[Referring expression pointing data]

──────────────────────────────

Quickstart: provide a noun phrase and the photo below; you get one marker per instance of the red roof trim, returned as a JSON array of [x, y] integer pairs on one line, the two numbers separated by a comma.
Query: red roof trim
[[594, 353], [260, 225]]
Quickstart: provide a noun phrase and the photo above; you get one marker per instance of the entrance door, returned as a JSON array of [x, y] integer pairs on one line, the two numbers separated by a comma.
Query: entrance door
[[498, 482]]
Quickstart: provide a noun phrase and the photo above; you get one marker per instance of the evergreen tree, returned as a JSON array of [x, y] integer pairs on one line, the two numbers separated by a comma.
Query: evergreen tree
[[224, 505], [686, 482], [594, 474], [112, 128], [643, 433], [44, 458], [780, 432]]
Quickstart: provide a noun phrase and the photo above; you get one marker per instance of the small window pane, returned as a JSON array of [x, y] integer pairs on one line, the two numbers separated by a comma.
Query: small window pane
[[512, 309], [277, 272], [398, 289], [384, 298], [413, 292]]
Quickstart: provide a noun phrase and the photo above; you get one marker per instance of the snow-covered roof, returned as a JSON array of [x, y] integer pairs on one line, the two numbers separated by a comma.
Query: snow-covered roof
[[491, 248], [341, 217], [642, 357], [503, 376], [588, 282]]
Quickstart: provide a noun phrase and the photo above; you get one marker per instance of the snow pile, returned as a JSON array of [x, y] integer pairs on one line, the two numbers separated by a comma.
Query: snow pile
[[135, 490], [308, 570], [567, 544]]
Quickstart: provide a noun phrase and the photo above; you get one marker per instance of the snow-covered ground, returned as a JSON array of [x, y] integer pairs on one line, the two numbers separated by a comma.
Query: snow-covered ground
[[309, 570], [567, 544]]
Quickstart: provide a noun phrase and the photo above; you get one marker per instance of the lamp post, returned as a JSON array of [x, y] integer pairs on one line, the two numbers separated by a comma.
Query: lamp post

──────────────────────────────

Please count the lines of the entries above that include "post" and give only the total.

2